REQUIREMENT>
Copy the listing below line for line, keeping every word and mark unchanged.
++++++++
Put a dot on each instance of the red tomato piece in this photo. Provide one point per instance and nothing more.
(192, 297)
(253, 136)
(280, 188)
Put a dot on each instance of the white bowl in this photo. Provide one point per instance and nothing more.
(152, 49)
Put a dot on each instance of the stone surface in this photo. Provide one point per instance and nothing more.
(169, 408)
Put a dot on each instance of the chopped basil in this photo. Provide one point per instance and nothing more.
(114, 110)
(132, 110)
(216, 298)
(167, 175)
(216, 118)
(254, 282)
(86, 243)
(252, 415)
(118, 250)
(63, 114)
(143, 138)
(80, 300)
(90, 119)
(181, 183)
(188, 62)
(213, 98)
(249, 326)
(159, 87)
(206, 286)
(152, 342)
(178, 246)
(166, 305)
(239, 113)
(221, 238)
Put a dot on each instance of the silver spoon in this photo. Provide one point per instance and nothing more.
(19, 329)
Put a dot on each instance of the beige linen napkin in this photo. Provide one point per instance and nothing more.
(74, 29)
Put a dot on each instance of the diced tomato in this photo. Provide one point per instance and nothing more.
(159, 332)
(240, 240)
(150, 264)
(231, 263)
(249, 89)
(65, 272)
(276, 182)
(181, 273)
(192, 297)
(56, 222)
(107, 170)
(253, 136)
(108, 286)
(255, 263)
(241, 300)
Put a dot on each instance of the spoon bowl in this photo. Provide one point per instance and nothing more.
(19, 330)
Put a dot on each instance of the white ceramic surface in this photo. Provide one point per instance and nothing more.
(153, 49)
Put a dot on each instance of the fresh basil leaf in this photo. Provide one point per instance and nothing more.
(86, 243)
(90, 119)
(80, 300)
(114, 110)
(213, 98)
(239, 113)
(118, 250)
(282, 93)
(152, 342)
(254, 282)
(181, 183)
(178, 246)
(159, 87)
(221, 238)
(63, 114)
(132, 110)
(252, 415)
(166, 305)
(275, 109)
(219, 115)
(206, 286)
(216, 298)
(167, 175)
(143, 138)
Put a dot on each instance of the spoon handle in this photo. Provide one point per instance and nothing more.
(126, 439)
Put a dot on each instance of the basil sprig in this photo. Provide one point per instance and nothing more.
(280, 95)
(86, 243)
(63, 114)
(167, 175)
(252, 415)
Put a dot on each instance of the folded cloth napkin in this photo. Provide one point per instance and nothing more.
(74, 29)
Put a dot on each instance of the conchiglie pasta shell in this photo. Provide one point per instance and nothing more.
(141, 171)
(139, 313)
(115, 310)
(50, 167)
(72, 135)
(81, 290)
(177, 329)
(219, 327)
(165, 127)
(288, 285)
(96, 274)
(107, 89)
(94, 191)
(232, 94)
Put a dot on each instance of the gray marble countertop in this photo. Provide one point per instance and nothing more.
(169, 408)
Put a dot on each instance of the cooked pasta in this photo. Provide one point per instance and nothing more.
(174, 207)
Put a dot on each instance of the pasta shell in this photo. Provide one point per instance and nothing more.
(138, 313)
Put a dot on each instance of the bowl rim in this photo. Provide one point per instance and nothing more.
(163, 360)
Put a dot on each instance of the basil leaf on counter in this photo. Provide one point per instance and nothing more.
++++++++
SOLUTION>
Put a dot on each instance of the red tomato piece in this photo. Provide one point per instance and nothing more.
(192, 297)
(253, 136)
(280, 188)
Put a dot on each instance of the white bowl in this photo. Provide one point per instance and nothing more.
(152, 49)
Put a dot on each instance of the stone surface in this photo. Provide one point per instance and nothing more.
(169, 408)
Put a dot on each instance of the chopped basil in this photo. Provide one point per instance and nothing more.
(114, 110)
(132, 110)
(216, 298)
(167, 175)
(216, 118)
(254, 282)
(86, 243)
(252, 415)
(118, 250)
(63, 114)
(143, 138)
(80, 300)
(90, 119)
(181, 183)
(188, 62)
(213, 98)
(249, 326)
(159, 87)
(206, 286)
(152, 342)
(178, 246)
(166, 305)
(239, 113)
(221, 238)
Put a dot on each instance of the silver spoon in this photo. Provide one point per instance and nothing more.
(19, 329)
Put a dot on each instance of the beige linen napkin in this photo. Provide one point per instance and nothing more.
(74, 29)
Put a dot on each instance of the diced tomato in this photo. Provide one point per instance and nothing more.
(159, 332)
(240, 240)
(150, 264)
(231, 263)
(249, 89)
(65, 272)
(276, 182)
(181, 273)
(192, 297)
(56, 222)
(107, 170)
(253, 136)
(108, 286)
(255, 263)
(241, 300)
Put a dot on each instance of the spoon bowl in this photo. Provide one point per instance and nothing more.
(19, 330)
Put a dot on each instance of the white ceramic surface in this photo. Provide one point per instance and nothing more.
(153, 49)
Put a dot on each instance of the fresh basil leaf in this photo. Provide one point per instance and nothing more.
(86, 243)
(90, 119)
(80, 300)
(114, 110)
(213, 98)
(239, 113)
(118, 250)
(282, 93)
(152, 342)
(254, 282)
(181, 183)
(178, 246)
(159, 87)
(221, 238)
(63, 114)
(132, 110)
(252, 415)
(166, 305)
(275, 109)
(219, 115)
(206, 286)
(216, 298)
(167, 175)
(143, 138)
Put a dot on each instance of the spoon handle in this photo. Provide one point per instance and nothing more.
(126, 439)
Put a dot on each instance of the basil sprig in this photo. Provide one point per instance and nothing more.
(280, 95)
(86, 243)
(63, 114)
(167, 175)
(252, 415)
Put a dot on each instance of the folded cloth napkin in this photo. Provide one point per instance and nothing more.
(74, 29)
Put a dot on each instance of the conchiglie pasta shell in this photo. Provide one point per instance and nothing more.
(141, 171)
(139, 313)
(115, 310)
(50, 167)
(72, 135)
(81, 290)
(177, 329)
(219, 327)
(165, 127)
(288, 285)
(96, 274)
(107, 89)
(94, 191)
(232, 94)
Put a dot on each instance of the gray marble countertop in this photo. Provide one point per instance and nothing more.
(169, 408)
Put a dot on each instance of the cooked pasta in this photo. Provide one point per instance and nothing more.
(174, 207)
Put a dot on each instance of the pasta shell in this photo. Provide one point per instance and nothing more.
(138, 313)
Put a dot on each instance of the bowl rim in this photo. Provide one point per instance and nothing more.
(163, 360)
Put a dot on each instance of the basil leaf on counter in this photo. Provide one point per instance and nothing more.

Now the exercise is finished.